(Task instructions): Please copy every line from the following entries in which the word "water" appears.

Stored records
● ● ● ● ● ● ●
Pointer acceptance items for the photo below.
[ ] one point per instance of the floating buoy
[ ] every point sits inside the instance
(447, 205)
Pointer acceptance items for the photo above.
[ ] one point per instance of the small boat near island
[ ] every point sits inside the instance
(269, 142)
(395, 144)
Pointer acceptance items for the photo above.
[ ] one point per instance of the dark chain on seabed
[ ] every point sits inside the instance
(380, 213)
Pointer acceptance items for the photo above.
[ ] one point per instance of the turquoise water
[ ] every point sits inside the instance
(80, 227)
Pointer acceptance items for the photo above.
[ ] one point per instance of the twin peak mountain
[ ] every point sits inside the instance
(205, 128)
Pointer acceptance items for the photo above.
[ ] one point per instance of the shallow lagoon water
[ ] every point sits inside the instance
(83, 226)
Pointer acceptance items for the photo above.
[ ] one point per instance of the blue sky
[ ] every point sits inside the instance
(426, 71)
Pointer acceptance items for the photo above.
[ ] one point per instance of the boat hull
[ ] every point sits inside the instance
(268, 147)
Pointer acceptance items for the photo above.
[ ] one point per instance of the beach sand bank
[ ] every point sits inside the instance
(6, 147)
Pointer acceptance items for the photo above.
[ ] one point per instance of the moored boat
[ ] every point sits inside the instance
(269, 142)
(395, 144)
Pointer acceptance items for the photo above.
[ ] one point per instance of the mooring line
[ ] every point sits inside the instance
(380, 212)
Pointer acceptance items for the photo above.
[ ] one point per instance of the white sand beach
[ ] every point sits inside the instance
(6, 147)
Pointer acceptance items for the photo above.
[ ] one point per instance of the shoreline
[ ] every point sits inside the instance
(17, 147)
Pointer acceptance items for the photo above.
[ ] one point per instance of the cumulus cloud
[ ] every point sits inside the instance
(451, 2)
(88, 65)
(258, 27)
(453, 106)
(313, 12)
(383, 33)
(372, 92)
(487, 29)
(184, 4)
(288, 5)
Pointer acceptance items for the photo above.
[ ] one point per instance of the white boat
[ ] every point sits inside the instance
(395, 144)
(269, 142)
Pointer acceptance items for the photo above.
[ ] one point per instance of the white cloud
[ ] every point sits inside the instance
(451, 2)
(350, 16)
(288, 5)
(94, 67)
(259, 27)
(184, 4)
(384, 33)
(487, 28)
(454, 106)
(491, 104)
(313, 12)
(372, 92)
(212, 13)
● ● ● ● ● ● ●
(Response below):
[ ] one point per instance of the turquoise water
[ ] one point per instance of the shallow lagoon water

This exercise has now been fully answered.